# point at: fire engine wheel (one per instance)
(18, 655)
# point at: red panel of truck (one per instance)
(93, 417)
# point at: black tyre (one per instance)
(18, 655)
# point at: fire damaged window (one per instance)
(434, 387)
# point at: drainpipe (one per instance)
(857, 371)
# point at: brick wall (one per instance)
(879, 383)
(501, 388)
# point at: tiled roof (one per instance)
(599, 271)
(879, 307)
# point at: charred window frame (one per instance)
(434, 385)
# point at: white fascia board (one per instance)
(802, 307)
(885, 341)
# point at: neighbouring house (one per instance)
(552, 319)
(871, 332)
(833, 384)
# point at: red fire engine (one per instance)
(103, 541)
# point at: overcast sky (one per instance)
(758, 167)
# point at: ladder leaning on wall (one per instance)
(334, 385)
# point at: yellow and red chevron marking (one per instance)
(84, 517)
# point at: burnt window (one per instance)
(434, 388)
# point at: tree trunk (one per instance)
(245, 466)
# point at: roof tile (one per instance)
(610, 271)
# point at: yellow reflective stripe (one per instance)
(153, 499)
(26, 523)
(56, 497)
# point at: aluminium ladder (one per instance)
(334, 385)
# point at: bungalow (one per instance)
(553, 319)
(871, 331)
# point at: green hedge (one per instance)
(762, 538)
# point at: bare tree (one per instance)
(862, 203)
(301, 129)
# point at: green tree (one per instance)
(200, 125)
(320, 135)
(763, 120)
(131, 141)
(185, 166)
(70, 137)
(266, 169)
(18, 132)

******************************

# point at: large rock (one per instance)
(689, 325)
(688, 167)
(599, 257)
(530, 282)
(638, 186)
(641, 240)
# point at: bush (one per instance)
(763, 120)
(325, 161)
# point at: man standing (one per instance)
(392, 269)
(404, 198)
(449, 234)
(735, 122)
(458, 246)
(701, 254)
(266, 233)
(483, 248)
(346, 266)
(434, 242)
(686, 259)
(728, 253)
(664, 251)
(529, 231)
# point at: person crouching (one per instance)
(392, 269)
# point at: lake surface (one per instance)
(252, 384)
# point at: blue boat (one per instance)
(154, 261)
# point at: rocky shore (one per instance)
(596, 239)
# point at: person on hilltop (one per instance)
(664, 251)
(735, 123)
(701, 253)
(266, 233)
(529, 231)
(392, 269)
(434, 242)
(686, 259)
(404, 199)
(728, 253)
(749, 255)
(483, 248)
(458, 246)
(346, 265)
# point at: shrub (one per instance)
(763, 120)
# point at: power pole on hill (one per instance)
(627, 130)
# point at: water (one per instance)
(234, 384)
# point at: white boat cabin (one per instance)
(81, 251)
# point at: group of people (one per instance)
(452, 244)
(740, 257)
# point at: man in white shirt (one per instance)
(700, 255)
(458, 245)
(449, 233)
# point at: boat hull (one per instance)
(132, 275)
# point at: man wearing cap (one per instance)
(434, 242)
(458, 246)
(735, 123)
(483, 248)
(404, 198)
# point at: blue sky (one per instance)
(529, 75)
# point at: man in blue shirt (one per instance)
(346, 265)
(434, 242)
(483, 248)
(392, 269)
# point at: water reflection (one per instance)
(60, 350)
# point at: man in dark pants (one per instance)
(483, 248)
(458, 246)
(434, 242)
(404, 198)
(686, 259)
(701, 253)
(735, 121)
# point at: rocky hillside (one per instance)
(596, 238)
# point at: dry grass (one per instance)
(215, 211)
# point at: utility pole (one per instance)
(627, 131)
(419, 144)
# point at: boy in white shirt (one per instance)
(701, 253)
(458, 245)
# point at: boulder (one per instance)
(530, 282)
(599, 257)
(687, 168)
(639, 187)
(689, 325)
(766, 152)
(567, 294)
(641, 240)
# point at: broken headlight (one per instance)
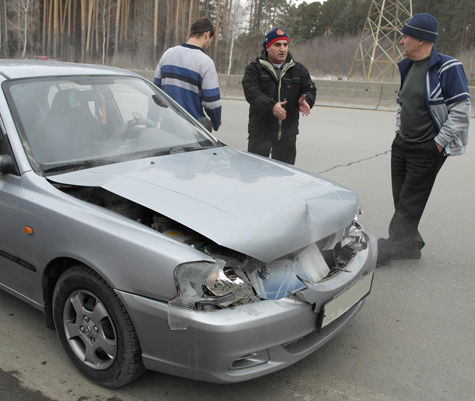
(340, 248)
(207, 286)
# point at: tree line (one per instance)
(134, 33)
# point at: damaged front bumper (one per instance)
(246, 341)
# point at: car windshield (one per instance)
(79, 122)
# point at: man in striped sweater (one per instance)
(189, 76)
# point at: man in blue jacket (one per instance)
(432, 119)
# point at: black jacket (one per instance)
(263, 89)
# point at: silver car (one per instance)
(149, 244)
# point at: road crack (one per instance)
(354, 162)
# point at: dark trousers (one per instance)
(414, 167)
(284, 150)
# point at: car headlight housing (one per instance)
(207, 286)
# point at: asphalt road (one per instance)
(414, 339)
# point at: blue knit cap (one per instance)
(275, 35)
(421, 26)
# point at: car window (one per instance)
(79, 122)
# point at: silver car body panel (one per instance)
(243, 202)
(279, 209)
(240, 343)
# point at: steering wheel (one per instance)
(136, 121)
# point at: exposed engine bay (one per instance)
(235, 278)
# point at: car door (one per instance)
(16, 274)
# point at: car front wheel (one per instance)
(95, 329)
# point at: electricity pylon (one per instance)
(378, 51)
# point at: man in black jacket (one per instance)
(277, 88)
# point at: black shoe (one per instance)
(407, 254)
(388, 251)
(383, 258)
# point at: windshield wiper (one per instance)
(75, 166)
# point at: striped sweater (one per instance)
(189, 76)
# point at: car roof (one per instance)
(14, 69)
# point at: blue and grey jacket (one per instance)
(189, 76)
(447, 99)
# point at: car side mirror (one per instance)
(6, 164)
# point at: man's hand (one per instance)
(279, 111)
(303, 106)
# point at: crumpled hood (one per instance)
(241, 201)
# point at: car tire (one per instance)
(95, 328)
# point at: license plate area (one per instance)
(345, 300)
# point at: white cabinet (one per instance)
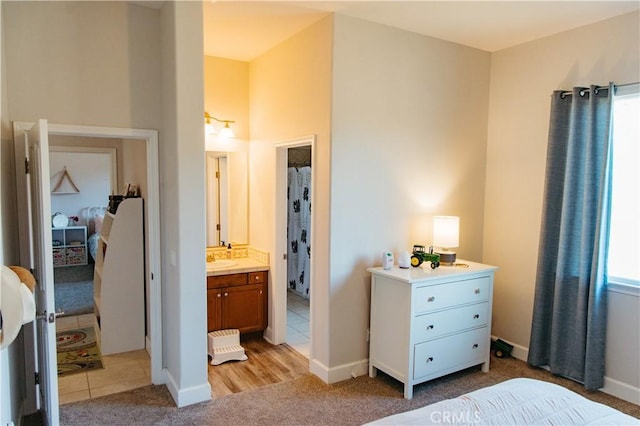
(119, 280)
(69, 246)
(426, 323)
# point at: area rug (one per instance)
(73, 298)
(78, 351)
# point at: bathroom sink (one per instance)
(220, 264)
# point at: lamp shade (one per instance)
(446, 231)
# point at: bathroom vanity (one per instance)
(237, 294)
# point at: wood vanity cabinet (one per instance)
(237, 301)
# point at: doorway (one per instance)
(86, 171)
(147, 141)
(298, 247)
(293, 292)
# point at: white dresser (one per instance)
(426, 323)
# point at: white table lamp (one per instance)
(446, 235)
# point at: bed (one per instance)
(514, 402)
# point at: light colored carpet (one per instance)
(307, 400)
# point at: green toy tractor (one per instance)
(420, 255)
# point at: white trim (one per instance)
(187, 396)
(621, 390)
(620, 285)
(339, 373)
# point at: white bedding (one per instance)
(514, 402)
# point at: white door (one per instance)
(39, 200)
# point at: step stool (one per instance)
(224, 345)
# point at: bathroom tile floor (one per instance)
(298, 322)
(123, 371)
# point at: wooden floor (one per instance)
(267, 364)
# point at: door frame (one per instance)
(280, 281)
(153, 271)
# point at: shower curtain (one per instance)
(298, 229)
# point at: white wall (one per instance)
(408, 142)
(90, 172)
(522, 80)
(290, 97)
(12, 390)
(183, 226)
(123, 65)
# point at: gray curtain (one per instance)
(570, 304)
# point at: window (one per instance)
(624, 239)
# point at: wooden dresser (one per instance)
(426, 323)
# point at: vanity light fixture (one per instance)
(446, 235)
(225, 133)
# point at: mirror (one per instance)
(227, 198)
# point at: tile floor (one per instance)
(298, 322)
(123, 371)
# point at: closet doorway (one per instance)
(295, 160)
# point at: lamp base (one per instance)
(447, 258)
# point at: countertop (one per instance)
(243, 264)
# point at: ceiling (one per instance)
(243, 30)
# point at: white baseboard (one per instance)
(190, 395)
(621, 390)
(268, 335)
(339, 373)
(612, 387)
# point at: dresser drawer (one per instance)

******************************

PROBLEM DETAILS: Extract every line of the data above that contains the string "dark".

ANSWER BELOW:
# point at: man in dark pants (one per instance)
# point at: dark trousers (one per instance)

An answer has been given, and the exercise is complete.